● **Required work**
Please edit the entries below by changing every "boulder" to "large rock" and leaving all other wording intact.

● **Raw data**
━━━━━━━━

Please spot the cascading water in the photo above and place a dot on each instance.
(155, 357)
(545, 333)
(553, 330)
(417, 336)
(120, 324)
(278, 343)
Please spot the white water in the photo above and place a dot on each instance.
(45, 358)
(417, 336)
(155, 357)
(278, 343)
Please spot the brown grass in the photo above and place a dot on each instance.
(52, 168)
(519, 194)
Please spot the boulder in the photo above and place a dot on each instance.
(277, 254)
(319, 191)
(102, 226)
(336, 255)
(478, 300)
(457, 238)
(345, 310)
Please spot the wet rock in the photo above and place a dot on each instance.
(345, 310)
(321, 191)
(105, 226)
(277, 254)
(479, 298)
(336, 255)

━━━━━━━━

● **Exercise output**
Please spot the cascading water in the photo above and place a dot on each instance.
(155, 357)
(545, 333)
(553, 330)
(417, 336)
(120, 324)
(278, 343)
Please spot the white water in the photo above and place a dot on each instance.
(45, 358)
(417, 336)
(155, 357)
(278, 343)
Please spot the brown grass in the photo above and place a dot on each instance.
(52, 168)
(519, 194)
Please spot the large rock in the photo above and place a dot on each instance.
(277, 254)
(319, 191)
(102, 226)
(336, 255)
(478, 300)
(457, 238)
(345, 310)
Please spot the wet rock in the photo above and place a dot on each instance.
(345, 310)
(321, 191)
(105, 226)
(277, 254)
(479, 298)
(336, 255)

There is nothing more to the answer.